#### O QUE SE PEDE:
De acordo com o texto sobre a crise bancária, qual falência supera a do Silicon Valley Bank na história dos Estados Unidos?

#### TRECHO DO DOCUMENTO:
· · · ·

A semana foi agitada no mercado financeiro global. Mais uma vez, a crise provocada pela insolvência de importantes bancos deixou investidores e governos com a respiração em suspenso.
Tudo começou no domingo passado, com a determinação de recuperação judicial e liquidação de ativos (de fato, falência) do Silicon Valley Bank (SVB), um banco especializado em startups de tecnologia e que, como todos os outros bancos, se dedica à especulação com títulos privados e governamentais. O SVB figurava nas listas especializadas como 16º banco norte-americano em volume de ativos (depósitos), e sua falência é a segunda maior da história dos Estados Unidos, perdendo apenas para a quebra do Washington Mutual em 2008, devido à crise do subprime.

· · · ·

#### DADOS ARMAZENADOS:
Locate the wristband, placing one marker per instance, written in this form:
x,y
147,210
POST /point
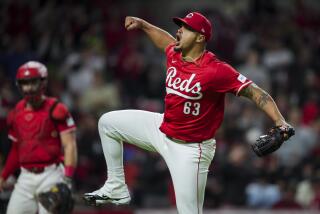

· · · ·

#### RESULTADO DA TAREFA:
A falência do Silicon Valley Bank só fica atrás da quebra do Washington Mutual, em 2008, devido à crise do subprime.